### Work request
Transcribe the data in full, keeping each line exactly as it appears.

### Data excerpts

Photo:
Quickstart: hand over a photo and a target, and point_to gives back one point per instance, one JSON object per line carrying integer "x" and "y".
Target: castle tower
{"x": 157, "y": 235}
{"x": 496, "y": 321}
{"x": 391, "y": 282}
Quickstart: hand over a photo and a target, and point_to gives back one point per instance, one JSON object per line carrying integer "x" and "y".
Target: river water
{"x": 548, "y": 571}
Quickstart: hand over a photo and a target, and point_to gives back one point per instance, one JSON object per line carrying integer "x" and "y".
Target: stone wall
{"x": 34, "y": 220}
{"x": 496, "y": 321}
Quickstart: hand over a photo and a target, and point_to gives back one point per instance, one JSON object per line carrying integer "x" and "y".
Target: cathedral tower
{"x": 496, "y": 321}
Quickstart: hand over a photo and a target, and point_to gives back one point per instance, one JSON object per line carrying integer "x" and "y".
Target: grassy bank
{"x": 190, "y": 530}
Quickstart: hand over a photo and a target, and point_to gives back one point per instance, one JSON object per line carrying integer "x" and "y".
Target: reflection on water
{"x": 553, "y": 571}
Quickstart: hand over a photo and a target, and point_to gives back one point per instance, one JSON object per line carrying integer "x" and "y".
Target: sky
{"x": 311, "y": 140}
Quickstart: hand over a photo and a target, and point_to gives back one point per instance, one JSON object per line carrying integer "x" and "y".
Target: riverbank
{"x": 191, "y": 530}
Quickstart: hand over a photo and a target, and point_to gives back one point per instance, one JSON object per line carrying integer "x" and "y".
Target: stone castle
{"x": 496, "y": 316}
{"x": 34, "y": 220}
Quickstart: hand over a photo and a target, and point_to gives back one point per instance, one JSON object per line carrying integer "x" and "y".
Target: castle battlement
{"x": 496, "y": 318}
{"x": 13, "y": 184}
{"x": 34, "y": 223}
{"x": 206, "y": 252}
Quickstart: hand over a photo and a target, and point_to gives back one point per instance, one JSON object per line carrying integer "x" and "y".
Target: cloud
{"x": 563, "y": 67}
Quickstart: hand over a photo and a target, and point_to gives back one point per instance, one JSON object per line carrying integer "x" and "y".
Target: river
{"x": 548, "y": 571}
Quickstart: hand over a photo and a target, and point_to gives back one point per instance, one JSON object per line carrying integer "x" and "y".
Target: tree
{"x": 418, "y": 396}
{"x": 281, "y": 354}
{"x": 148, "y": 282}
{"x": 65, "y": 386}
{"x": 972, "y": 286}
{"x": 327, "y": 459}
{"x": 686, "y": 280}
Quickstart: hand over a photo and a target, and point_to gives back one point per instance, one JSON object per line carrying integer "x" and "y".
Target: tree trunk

### Result of the task
Photo:
Quickstart: hand over a photo and a target, and point_to gives back one point per instance, one JSON object per line carrying integer "x" and "y".
Target: castle tower
{"x": 157, "y": 235}
{"x": 496, "y": 321}
{"x": 391, "y": 282}
Quickstart: hand over a photo and a target, and point_to gives back one point per instance, one JSON object per line carrying integer "x" and "y".
Target: river water
{"x": 548, "y": 571}
Quickstart: hand over a photo and a target, and point_to gives back one point per instance, one JSON object per line carrying integer "x" and "y".
Target: stone wall
{"x": 34, "y": 220}
{"x": 496, "y": 321}
Quickstart: hand over a photo and a target, and point_to gives back one point per instance, one JSON object per line carrying integer "x" and "y".
Target: cathedral tower
{"x": 496, "y": 321}
Quickstart: hand over a photo and a target, and point_to gives back one point per instance, one JSON object per line carrying integer "x" and "y".
Target: grassy bank
{"x": 190, "y": 530}
Quickstart: hand over a photo and a target, and point_to gives back one point per instance, one JSON object per line carrying integer "x" and "y".
Target: reflection on water
{"x": 553, "y": 571}
Quickstart: hand over a photo and a target, and point_to gives back one point per instance, one JSON object per line carrying integer "x" and "y".
Target: sky
{"x": 311, "y": 140}
Quickstart: hand over a photo and a target, and point_to gives back one point per instance, one JSON object per line carrying integer "x" and "y".
Target: riverbank
{"x": 191, "y": 530}
Quickstart: hand over a photo and a target, and point_to gives back one point per instance, one JSON object per line carrying integer "x" and "y".
Target: stone castle
{"x": 496, "y": 316}
{"x": 34, "y": 220}
Quickstart: hand over a photo and a target, and point_to gives back one point per instance, one JSON object per line carrying integer "x" and "y".
Target: castle battlement
{"x": 496, "y": 318}
{"x": 13, "y": 184}
{"x": 34, "y": 223}
{"x": 206, "y": 252}
Quickstart: hand over a photo and a target, and point_to gives back one point per instance, one JSON object per line carrying integer "x" and "y".
Target: cloud
{"x": 563, "y": 67}
Quickstart: hand over a photo and a target, and point_to gives back one point per instance, one JSON object per line carrying integer "x" and "y".
Target: river
{"x": 548, "y": 571}
Quickstart: hand over a photo and a target, and point_to gives back one point per instance, one JSON object per line carrying integer "x" and "y".
Target: tree
{"x": 418, "y": 396}
{"x": 281, "y": 354}
{"x": 148, "y": 282}
{"x": 65, "y": 386}
{"x": 972, "y": 286}
{"x": 327, "y": 459}
{"x": 686, "y": 280}
Quickstart: hand over a photo and a target, and point_to gives back one point per instance, one JSON object per line carrying integer "x" and "y".
Target: tree trunk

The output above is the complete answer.